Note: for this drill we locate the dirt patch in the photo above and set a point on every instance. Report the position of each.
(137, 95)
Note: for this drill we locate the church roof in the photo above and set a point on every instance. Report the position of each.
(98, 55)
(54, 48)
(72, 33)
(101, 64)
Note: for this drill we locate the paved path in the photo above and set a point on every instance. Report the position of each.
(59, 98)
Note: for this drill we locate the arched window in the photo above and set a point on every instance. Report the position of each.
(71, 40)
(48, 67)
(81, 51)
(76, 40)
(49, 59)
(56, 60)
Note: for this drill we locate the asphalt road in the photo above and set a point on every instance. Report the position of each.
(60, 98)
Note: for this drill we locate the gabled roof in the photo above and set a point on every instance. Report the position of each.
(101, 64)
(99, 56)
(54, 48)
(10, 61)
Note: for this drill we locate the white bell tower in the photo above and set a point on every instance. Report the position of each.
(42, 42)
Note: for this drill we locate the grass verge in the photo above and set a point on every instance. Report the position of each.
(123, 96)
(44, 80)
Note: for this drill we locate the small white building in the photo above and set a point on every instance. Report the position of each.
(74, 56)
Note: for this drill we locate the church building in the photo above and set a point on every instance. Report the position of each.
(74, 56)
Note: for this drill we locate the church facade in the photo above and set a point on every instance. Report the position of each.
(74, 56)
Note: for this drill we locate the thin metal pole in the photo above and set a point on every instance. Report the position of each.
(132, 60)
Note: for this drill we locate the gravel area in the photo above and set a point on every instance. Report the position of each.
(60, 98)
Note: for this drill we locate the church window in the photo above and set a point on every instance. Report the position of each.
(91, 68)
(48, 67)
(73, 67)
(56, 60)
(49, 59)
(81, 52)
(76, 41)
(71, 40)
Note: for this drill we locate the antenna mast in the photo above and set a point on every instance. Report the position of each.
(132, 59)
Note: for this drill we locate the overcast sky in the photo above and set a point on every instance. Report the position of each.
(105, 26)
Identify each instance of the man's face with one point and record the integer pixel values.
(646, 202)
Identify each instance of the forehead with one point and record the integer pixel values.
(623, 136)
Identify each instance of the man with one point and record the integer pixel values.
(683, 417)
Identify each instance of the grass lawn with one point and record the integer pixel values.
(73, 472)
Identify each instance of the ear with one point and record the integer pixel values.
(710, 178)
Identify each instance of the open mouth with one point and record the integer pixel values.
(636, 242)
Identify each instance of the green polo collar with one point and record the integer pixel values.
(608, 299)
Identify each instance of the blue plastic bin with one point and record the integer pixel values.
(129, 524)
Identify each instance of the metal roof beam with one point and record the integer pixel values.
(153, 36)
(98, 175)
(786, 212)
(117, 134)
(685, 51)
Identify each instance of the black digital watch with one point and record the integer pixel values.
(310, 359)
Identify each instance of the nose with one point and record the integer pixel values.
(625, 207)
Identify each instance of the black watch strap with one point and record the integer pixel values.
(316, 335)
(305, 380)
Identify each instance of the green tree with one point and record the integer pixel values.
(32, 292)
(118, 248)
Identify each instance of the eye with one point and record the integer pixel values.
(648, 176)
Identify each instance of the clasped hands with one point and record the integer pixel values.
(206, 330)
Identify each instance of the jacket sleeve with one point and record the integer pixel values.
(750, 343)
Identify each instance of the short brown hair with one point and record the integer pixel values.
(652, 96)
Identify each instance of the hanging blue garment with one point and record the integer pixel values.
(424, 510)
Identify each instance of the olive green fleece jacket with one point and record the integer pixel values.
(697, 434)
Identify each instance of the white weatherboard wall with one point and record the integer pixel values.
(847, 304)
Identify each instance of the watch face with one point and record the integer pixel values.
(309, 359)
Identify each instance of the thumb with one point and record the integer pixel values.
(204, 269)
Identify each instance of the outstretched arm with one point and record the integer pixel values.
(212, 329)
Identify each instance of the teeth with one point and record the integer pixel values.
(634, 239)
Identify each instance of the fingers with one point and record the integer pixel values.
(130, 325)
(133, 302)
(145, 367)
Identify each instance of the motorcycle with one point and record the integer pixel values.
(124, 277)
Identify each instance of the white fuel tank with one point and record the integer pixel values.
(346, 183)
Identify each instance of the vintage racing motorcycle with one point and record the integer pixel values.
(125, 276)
=====
Copy out every line of the records above, word for word, with nothing added, dropped, or changed.

**Finished exercise:**
Note: for this drill we locate the dirt patch in the photo above and set a point on every instance. Report the position of each.
(137, 95)
Note: for this drill we locate the church roof in the photo above and set a point on every instance. Report the position of each.
(98, 55)
(54, 48)
(72, 33)
(101, 64)
Note: for this drill we locate the paved path in the photo above and set a point on every instance. Report the position of each.
(59, 98)
Note: for this drill we locate the arched window in the photo above and set a point on every instance. Report the position of each.
(71, 40)
(48, 67)
(81, 51)
(76, 40)
(49, 59)
(56, 60)
Note: for this drill we locate the asphalt road in the photo above and set a point on every instance. Report the position of each.
(60, 98)
Note: for this drill we locate the gabled roof in the photo above and set a point on every instance. Report the position of each.
(101, 64)
(99, 56)
(54, 48)
(10, 61)
Note: for this drill we locate the white bell tower in the photo above and set a point on every instance. Report the position of each.
(42, 42)
Note: for this drill we locate the grass verge in the photo above and set a point on every instance. Report the position of each.
(123, 96)
(44, 80)
Note: for this drill we locate the small white building in the photo above and set a point on every instance. Report the position of each.
(74, 56)
Note: for this drill we locate the church building in the photo above and set a point on every instance. Report the position of each.
(74, 56)
Note: for this drill we locate the church facade in the photo above and set a point on every instance. Report the position of each.
(74, 56)
Note: for this drill we locate the thin metal pole in the photo above and set a point on every instance. Report the position of each.
(132, 60)
Note: for this drill we locate the gravel area in the photo above and set a point on every instance. Report the position of each.
(60, 98)
Note: for this drill we locate the church window in the photo above and set a point on every instance. Report the position of each.
(91, 68)
(48, 67)
(73, 67)
(56, 60)
(49, 59)
(81, 52)
(76, 41)
(71, 40)
Note: for this drill we locate the antenna mast in the photo above and set a point on every instance. Report the position of each.
(132, 59)
Note: for this drill we locate the overcast sky in the photo above and set a point on every instance. Report the position of each.
(105, 26)
Identify each instance of the man's face with one point and record the integer pixel values.
(646, 202)
Identify each instance of the forehead with one point and record the integer pixel values.
(623, 136)
Identify each instance of the man with one point and record the integer pixel values.
(683, 417)
Identify each instance of the grass lawn with one point and record the integer pixel values.
(73, 472)
Identify each instance of the ear with one point and record the integer pixel values.
(710, 178)
Identify each instance of the open mouth with one point and record the integer pixel values.
(636, 242)
Identify each instance of the green polo collar with one point and record the integer pixel values.
(608, 299)
Identify each instance of the blue plastic bin with one point and record the integer pixel values.
(129, 524)
Identify each instance of the metal roof beam with one point and record the integer pixel values.
(153, 36)
(98, 175)
(786, 212)
(117, 134)
(685, 51)
Identify each instance of the black digital watch with one point and record the integer pixel values.
(310, 359)
Identify each instance of the nose with one point and record the integer pixel values.
(625, 207)
Identify each instance of the black watch strap with one point and record the integer pixel values.
(316, 335)
(305, 380)
Identify each instance of the green tree with one point and record the integer pixel values.
(32, 292)
(118, 248)
Identify each instance of the eye with one point and record the integer pixel values.
(648, 176)
Identify each instance of the clasped hands with one point and record the integer pixel values.
(206, 330)
Identify each instance of the jacket sleeve with one point and record the integer pixel values.
(750, 343)
Identify each instance of the short brown hair with one point and record the integer pixel values.
(652, 96)
Identify each instance of the hanging blue garment with one point and record the integer pixel values.
(424, 510)
Identify each instance of the olive green fleece jacket with one point and record the integer pixel values.
(697, 434)
Identify each instance of the white weatherboard wall with one point and record the integer pixel values.
(847, 304)
Identify each instance of the watch face with one point and record the integer pixel values.
(309, 359)
Identify each instance of the thumb with one point and record the integer pixel values.
(204, 269)
Identify each instance of the outstretched arm with one point and record the integer pixel values.
(212, 329)
Identify each instance of the teeth with one point and record the integer pixel values.
(634, 239)
Identify each instance of the fingers with one point and record the integer pixel values.
(130, 325)
(133, 302)
(145, 367)
Identify each instance of the motorcycle with one point and record the integer pixel values.
(124, 277)
Identify each instance of the white fuel tank with one point and record the integer pixel values.
(346, 183)
Identify each instance of the vintage racing motorcycle with one point and record the integer pixel values.
(125, 276)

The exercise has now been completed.